Task objective:
Quote the meditation blog post word for word, between "It sounds like" and "and runs in circles.", inclusive.

Document segment:

▽

Treading lightly the path to enlightenment.

Think Not-Thinking

Reading about meditation, the description talked of clearing your mind of all thought. “Thoughts are bound to try to creep into your consciousness. Concentrate…think not-thinking.

It sounds like double-speak, but the next time I tried to relax and clear my head through a semi-meditation routine, I tried this. It’s hard to describe, I suppose it’s really occupying your mind with the present, surface thought. Know what? It worked!

For  me, the racing mind is thinking ahead constantly. To-do lists at work, to-do lists at home, places to be, the clock to watch, stuff to pick up from the store, bills to be paid, purchases to be planned, thinking and planning future activities… this may seem like a run-on sentence, but that’s what gets buzzing in my head. I suppose it is a run-on sentence, or a run-on paragraph, or maybe a run-on one-sided conversation, but sometimes it seems like it just keeps getting longer and faster, and runs in circles.

I tend to have notes everywhere. Lists, note pads, reminders. Reminders about notes to remind me to read the lists that tell me to see the notes and review the lists… honestly, it’s bedlam sometimes. It occurred to me that if I’m making all these notes, then I should just rely on them and not keep spinning them around in my head. It gets worse trying to keep mental track of them because then I re-hash and repeat, and still suspect (or worry) that there’s something I’ve forgotten.

△

Information supplied:
▽

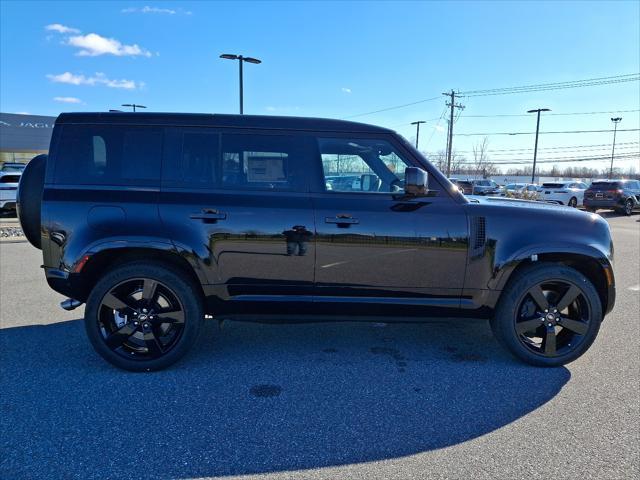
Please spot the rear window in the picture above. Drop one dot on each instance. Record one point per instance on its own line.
(109, 155)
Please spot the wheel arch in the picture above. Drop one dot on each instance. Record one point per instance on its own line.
(597, 270)
(105, 259)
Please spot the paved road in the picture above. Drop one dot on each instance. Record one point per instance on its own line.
(315, 401)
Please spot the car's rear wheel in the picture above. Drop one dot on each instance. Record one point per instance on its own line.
(548, 315)
(143, 316)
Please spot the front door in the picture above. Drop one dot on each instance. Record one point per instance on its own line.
(237, 205)
(376, 247)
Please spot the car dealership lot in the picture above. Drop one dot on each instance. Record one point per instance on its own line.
(315, 401)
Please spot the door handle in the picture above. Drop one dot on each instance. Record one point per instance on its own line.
(208, 215)
(342, 220)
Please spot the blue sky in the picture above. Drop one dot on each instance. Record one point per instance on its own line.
(336, 59)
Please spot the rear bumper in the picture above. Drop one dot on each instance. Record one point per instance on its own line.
(602, 203)
(65, 283)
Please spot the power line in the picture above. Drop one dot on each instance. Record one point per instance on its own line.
(548, 114)
(541, 133)
(566, 147)
(393, 108)
(634, 77)
(563, 160)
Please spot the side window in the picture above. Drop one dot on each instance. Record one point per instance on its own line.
(361, 165)
(264, 162)
(200, 151)
(109, 155)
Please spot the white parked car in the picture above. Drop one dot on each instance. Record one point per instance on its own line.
(8, 187)
(565, 193)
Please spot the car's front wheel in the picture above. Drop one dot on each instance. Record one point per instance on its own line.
(143, 316)
(548, 315)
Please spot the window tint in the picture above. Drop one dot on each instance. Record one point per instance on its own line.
(361, 165)
(109, 155)
(200, 152)
(263, 162)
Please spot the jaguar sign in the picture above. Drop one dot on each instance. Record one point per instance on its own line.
(25, 133)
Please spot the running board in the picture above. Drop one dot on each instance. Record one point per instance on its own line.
(70, 304)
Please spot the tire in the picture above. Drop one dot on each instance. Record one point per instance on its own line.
(111, 313)
(560, 344)
(29, 199)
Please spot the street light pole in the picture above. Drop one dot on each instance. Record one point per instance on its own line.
(417, 124)
(535, 148)
(133, 105)
(615, 121)
(241, 59)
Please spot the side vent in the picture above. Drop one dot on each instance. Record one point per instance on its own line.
(478, 236)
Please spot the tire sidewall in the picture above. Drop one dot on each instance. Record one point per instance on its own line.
(183, 289)
(503, 323)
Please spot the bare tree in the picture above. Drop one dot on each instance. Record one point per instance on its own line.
(481, 159)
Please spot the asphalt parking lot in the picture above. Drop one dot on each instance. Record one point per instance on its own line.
(316, 401)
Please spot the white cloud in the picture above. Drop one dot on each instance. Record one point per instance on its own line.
(56, 27)
(67, 99)
(147, 9)
(97, 79)
(93, 45)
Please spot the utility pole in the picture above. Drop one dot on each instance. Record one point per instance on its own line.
(615, 121)
(453, 106)
(133, 105)
(535, 148)
(417, 124)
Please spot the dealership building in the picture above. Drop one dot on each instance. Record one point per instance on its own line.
(22, 137)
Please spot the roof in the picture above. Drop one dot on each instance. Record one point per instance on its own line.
(221, 120)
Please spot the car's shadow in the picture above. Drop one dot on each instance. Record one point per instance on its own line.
(257, 398)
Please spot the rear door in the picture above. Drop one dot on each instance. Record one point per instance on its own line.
(375, 247)
(236, 205)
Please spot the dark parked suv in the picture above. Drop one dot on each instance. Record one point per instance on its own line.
(623, 196)
(156, 220)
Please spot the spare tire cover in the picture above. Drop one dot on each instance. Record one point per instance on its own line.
(29, 199)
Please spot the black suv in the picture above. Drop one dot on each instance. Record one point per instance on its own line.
(156, 220)
(623, 196)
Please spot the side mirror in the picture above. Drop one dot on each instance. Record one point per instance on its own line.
(416, 181)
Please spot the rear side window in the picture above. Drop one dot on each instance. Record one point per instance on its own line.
(610, 185)
(264, 162)
(109, 155)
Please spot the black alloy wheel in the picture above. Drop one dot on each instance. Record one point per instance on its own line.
(141, 319)
(144, 316)
(548, 315)
(552, 318)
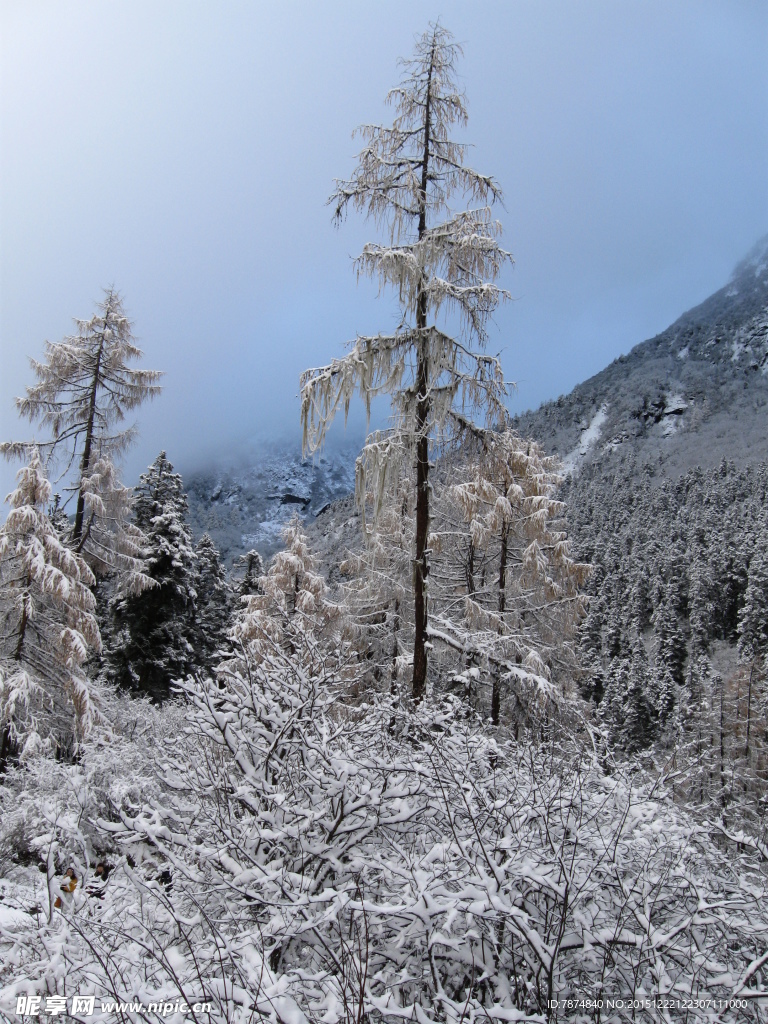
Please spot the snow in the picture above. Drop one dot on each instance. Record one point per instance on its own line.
(589, 436)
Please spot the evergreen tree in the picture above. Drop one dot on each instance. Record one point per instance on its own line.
(153, 632)
(213, 603)
(48, 628)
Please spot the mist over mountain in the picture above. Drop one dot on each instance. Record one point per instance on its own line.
(693, 394)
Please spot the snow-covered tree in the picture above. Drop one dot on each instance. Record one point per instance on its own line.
(48, 628)
(753, 619)
(153, 632)
(289, 611)
(439, 260)
(213, 602)
(85, 387)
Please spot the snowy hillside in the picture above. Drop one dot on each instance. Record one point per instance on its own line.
(693, 394)
(247, 506)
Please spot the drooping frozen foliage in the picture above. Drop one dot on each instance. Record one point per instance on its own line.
(521, 587)
(85, 388)
(407, 178)
(48, 628)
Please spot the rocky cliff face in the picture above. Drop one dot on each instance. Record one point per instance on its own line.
(696, 392)
(247, 506)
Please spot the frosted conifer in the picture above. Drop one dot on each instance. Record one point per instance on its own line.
(440, 261)
(85, 387)
(213, 602)
(48, 627)
(529, 606)
(153, 631)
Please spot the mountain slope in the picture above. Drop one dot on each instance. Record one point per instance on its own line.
(694, 393)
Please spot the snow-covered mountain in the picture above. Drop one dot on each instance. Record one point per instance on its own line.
(693, 394)
(246, 505)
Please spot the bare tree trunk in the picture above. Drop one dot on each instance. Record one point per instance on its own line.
(421, 566)
(749, 714)
(722, 748)
(77, 530)
(496, 694)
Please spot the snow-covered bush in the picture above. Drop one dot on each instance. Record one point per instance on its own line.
(309, 861)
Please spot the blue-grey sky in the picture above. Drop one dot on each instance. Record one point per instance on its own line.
(184, 151)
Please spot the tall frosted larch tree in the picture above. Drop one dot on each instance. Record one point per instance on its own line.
(440, 261)
(85, 387)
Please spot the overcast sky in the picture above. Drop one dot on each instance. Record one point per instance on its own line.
(183, 152)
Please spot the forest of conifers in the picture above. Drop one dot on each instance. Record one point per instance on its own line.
(503, 756)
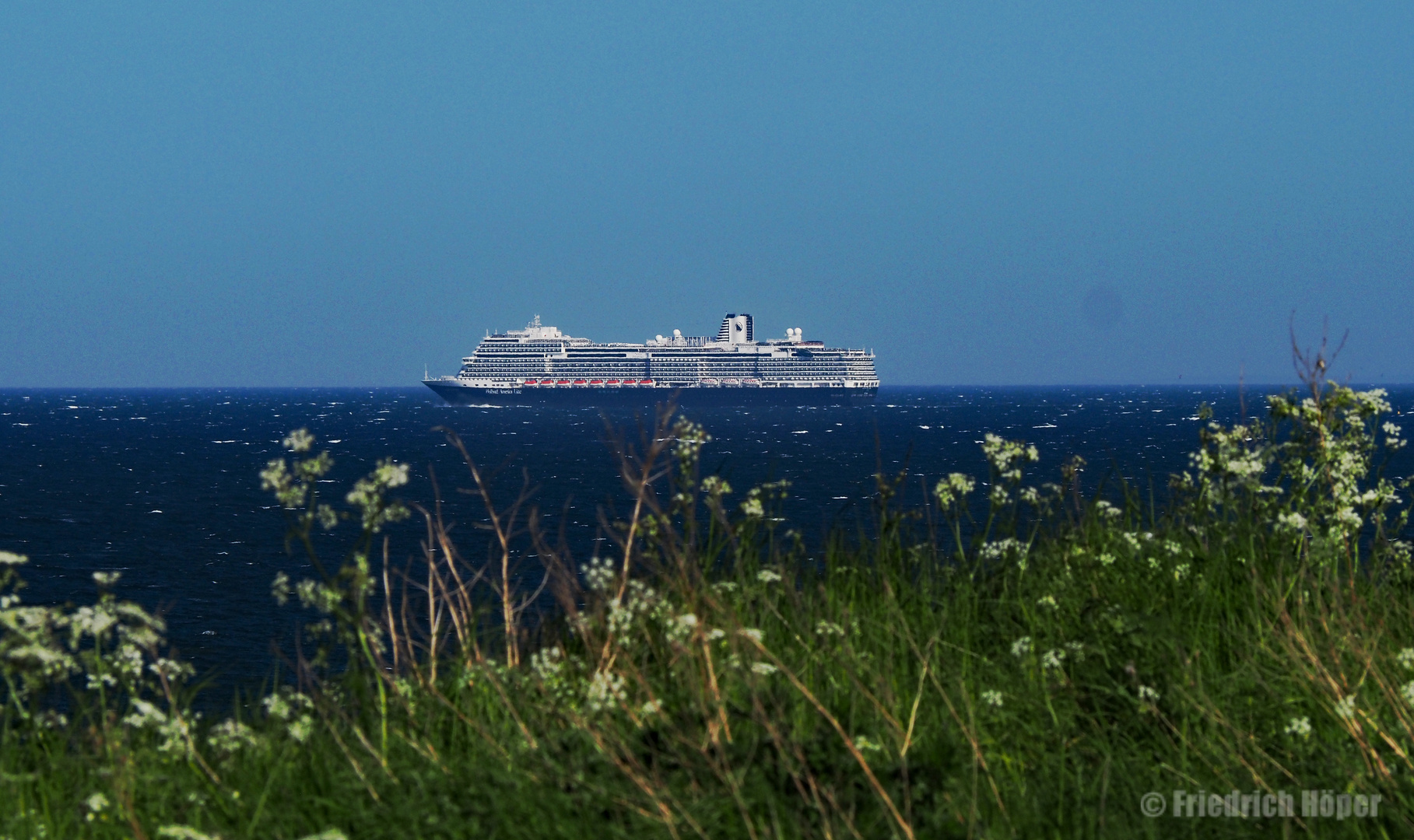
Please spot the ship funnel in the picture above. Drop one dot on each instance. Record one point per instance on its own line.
(735, 328)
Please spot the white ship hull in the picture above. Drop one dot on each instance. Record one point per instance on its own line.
(542, 366)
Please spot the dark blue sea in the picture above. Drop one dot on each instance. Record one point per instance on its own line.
(163, 485)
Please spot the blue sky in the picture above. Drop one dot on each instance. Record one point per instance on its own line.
(984, 193)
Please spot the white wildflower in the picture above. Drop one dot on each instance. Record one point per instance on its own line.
(231, 736)
(605, 691)
(301, 729)
(1107, 509)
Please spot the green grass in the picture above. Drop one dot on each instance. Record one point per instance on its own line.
(1033, 672)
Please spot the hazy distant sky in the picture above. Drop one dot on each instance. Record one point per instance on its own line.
(984, 193)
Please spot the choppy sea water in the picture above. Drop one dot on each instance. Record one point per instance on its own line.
(163, 485)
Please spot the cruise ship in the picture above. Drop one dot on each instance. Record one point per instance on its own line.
(542, 366)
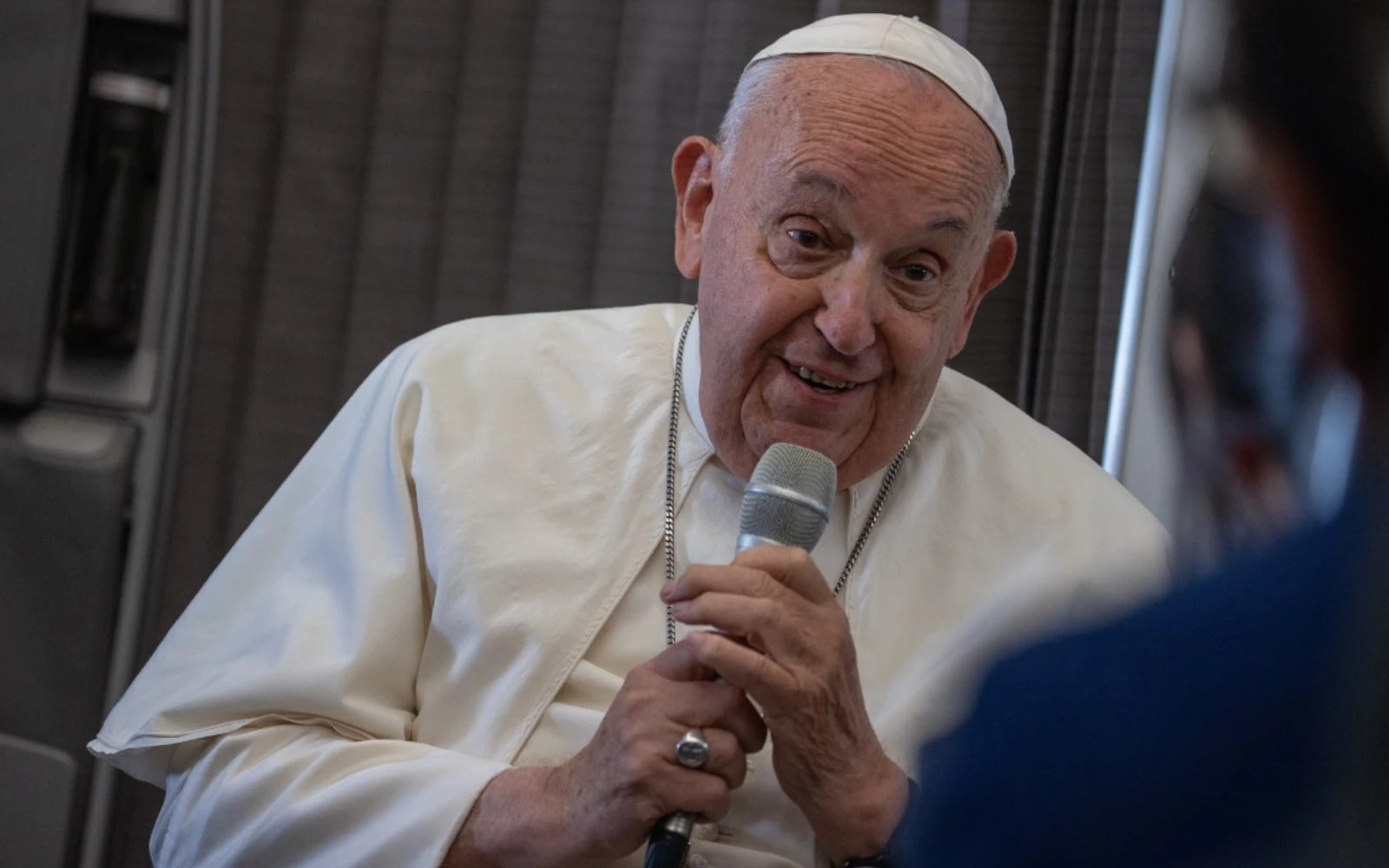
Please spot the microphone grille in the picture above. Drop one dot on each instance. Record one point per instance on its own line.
(787, 520)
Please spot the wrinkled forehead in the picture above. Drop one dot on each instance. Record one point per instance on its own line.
(892, 132)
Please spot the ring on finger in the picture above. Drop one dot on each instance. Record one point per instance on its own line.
(692, 750)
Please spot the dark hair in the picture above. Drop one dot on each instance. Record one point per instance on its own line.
(1314, 76)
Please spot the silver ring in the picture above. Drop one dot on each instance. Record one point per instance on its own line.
(692, 750)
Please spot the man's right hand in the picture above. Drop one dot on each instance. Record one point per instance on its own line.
(603, 803)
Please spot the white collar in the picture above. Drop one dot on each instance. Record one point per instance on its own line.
(689, 381)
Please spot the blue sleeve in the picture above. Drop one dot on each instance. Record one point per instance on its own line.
(1175, 733)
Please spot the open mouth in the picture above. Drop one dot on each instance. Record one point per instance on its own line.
(823, 384)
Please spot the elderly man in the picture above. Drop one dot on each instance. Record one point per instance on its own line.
(460, 631)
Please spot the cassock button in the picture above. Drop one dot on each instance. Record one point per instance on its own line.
(705, 831)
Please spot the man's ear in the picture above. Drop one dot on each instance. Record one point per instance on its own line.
(692, 170)
(997, 263)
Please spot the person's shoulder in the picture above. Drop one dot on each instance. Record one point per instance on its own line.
(574, 335)
(1205, 703)
(1007, 450)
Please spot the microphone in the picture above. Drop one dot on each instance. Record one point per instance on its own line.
(787, 503)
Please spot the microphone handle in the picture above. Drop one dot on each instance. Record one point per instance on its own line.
(670, 842)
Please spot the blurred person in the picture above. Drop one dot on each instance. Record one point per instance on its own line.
(1245, 719)
(446, 636)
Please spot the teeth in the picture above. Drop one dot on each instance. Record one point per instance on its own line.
(806, 374)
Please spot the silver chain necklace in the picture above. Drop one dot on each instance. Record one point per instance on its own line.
(671, 441)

△

Answer in full:
It sounds like double-speak, but the next time I tried to relax and clear my head through a semi-meditation routine, I tried this. It’s hard to describe, I suppose it’s really occupying your mind with the present, surface thought. Know what? It worked!

For  me, the racing mind is thinking ahead constantly. To-do lists at work, to-do lists at home, places to be, the clock to watch, stuff to pick up from the store, bills to be paid, purchases to be planned, thinking and planning future activities… this may seem like a run-on sentence, but that’s what gets buzzing in my head. I suppose it is a run-on sentence, or a run-on paragraph, or maybe a run-on one-sided conversation, but sometimes it seems like it just keeps getting longer and faster, and runs in circles.